Request ->
Copy the data below word for word, from its beginning through the line containing "x=321 y=367", with both ends included. Leave the pictures out.
==== Extracted records
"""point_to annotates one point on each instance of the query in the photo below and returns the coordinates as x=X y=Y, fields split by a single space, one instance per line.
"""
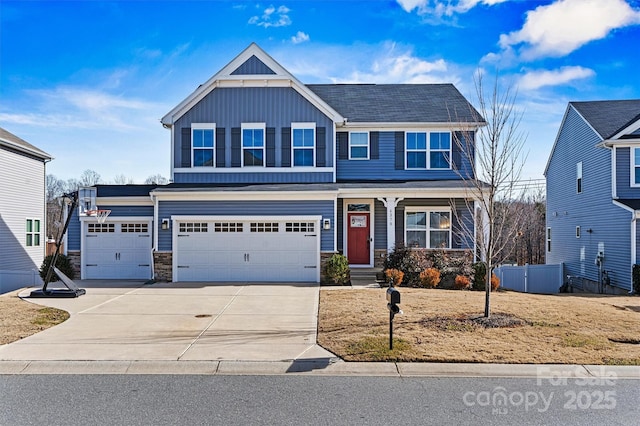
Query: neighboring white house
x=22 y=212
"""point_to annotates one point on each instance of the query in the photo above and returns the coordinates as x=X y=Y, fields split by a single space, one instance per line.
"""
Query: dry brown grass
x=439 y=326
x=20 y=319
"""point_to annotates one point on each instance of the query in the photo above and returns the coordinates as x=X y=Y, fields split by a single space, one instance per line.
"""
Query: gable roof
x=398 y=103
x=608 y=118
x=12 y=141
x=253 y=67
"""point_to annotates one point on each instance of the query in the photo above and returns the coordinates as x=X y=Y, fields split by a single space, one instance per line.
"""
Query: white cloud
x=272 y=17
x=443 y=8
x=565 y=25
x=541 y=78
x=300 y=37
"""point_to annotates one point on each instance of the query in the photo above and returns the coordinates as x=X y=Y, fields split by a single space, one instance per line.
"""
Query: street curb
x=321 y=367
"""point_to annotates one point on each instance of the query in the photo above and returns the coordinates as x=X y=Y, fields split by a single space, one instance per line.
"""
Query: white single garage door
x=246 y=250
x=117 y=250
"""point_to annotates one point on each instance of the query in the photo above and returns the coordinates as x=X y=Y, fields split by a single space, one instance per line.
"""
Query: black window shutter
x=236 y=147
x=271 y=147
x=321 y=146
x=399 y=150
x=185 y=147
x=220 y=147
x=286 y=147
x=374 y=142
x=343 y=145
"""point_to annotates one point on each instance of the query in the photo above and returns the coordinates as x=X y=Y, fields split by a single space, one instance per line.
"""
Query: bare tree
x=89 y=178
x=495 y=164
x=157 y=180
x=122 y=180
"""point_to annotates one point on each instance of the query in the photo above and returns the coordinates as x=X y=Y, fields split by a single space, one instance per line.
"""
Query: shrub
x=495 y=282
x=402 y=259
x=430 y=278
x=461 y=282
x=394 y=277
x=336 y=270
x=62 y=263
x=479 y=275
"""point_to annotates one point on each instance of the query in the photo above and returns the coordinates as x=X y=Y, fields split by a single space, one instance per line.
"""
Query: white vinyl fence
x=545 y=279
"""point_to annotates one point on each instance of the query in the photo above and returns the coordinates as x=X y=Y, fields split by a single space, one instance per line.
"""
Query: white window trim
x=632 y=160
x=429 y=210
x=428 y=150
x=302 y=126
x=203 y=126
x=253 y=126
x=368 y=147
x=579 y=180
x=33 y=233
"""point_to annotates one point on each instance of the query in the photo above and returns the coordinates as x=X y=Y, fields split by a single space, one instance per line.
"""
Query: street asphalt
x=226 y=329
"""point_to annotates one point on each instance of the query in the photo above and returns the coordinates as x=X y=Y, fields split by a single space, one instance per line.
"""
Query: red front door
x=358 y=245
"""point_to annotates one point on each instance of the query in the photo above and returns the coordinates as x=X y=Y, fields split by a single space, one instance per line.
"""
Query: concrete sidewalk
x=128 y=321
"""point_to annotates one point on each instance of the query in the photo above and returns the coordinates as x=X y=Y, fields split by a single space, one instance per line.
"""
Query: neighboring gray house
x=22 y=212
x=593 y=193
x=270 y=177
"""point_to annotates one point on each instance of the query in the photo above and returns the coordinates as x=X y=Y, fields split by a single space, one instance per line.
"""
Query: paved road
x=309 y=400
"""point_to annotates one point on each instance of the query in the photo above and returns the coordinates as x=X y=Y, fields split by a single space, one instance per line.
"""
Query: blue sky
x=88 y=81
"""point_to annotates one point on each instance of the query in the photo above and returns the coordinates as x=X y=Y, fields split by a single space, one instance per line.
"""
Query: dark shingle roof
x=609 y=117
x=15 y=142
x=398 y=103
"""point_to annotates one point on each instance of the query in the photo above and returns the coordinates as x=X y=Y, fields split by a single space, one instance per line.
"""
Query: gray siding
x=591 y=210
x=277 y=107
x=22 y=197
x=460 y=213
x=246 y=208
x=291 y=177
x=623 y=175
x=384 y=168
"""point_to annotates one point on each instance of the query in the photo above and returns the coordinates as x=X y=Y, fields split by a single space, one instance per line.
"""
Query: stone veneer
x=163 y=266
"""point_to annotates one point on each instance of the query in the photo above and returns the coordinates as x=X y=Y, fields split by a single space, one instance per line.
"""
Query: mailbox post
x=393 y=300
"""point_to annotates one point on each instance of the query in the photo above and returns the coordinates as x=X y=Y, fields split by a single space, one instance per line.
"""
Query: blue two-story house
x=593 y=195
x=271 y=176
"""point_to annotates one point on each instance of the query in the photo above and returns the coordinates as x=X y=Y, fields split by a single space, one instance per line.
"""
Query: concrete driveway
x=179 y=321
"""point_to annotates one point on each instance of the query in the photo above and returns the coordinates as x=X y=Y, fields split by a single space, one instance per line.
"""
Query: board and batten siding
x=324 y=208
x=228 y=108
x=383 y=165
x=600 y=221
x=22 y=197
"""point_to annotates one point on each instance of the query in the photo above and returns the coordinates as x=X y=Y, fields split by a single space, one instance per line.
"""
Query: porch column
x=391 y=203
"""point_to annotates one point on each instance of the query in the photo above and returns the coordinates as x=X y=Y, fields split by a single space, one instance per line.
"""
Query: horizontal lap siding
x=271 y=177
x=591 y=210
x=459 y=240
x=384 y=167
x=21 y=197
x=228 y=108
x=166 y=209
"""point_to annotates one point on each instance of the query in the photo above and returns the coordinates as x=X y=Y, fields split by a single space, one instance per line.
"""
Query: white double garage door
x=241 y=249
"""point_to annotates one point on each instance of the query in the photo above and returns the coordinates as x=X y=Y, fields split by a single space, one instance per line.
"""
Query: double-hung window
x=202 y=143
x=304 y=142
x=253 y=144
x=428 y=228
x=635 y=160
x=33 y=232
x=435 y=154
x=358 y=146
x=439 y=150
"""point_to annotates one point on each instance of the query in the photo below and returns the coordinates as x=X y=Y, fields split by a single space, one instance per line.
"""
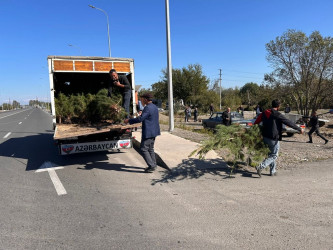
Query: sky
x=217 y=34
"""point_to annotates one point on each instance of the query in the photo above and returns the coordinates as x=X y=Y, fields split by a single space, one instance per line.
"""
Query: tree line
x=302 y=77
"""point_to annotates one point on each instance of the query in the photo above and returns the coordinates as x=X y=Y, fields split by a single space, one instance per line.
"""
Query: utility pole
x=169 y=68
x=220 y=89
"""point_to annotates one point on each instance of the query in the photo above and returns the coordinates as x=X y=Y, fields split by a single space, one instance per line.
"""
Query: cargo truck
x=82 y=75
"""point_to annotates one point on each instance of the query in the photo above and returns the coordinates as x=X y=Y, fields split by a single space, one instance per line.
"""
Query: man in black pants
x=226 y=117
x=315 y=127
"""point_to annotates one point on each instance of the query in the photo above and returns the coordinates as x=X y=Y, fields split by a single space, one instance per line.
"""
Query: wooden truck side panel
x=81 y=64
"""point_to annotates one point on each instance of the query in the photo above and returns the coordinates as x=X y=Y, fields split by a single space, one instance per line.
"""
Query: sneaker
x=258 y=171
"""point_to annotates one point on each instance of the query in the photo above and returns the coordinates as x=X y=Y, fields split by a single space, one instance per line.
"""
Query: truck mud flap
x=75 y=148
========
Exercise answer ->
"""point_to annotates one point on each instance of the query in the photo below and returns the coordinates as x=X y=Y, fields split by a single space, one instance per line.
"""
Query: neighboring white house
x=22 y=212
"""point_to annotates one point on each instance of the query in the photo above and returns the coordinates as x=X y=Y, fields split by a single space, one instance per line.
"""
Query: dry brown grass
x=439 y=326
x=20 y=319
"""point_to annotates one point on each instance of the query in the photo above and returns the coordinates as x=X y=Y, fields split by a single space, one instance per line.
"""
Query: gable roof
x=398 y=103
x=608 y=118
x=12 y=141
x=253 y=67
"""point_to annotates one point on each instance of the query in the photo above and returns the coordinates as x=X y=Y, fields split by a single space, one instance per line.
"""
Query: white cloud
x=272 y=17
x=443 y=8
x=565 y=25
x=541 y=78
x=300 y=37
"""point_to annotates one point on each instance of the query in the photo above and returns the coordinates as x=X y=Y, fields split by a single space, one instance per line.
"""
Query: street curb
x=321 y=367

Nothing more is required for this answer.